Beginning with the line where "of the twig" appears, restate the lines word for word through the last one in the listing.
— Start of Records for the task —
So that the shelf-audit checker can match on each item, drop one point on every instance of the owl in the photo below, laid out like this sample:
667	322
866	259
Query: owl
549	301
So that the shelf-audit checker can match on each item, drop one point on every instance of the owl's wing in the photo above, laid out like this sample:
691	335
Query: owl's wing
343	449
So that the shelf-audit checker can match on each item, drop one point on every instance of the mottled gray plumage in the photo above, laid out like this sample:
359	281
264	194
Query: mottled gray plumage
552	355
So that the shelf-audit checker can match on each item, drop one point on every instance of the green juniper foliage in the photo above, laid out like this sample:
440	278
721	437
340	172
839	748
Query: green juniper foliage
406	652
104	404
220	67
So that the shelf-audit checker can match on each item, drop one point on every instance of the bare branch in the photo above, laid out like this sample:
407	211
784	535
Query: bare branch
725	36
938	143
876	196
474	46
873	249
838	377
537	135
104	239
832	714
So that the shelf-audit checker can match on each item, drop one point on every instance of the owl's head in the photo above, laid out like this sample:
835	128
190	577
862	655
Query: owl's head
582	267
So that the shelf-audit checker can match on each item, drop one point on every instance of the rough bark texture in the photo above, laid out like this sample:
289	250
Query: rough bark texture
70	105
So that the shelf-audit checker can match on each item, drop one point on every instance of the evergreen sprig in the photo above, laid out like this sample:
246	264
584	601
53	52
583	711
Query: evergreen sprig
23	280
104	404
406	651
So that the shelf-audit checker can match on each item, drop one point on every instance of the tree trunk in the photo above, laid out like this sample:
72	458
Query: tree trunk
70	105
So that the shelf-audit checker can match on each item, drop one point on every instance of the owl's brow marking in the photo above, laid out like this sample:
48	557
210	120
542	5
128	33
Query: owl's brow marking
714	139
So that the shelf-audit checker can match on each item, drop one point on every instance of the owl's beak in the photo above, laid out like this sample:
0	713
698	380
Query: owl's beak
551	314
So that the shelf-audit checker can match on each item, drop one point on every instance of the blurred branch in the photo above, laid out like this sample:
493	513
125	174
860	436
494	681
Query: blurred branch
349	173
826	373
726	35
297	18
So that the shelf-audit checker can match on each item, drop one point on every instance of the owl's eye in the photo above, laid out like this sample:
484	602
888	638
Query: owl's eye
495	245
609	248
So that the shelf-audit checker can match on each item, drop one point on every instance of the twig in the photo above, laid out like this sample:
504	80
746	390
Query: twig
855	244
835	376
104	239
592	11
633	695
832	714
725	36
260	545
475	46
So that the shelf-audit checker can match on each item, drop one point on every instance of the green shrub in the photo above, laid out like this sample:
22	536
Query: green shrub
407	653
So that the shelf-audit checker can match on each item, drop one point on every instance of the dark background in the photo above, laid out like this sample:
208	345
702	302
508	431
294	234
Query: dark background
— End of Records for the task —
_Full answer_:
So that the shelf-audit checker can match on each item, drop one point on every instance of the twig in the photo above, laid out like this sample:
504	80
746	390
Query: twig
855	244
835	376
104	239
592	11
633	695
832	714
725	36
260	545
475	46
So that the shelf-audit checker can match on each item, drop one point on every instance of the green shrub in the photo above, laid out like this sample:
22	536
Query: green shrub
407	653
So that the shelf-audit checker can match on each item, drop one point on every instance of the dark background in the photo above, laid out like this sample:
208	345
702	302
508	431
294	234
Query: dark background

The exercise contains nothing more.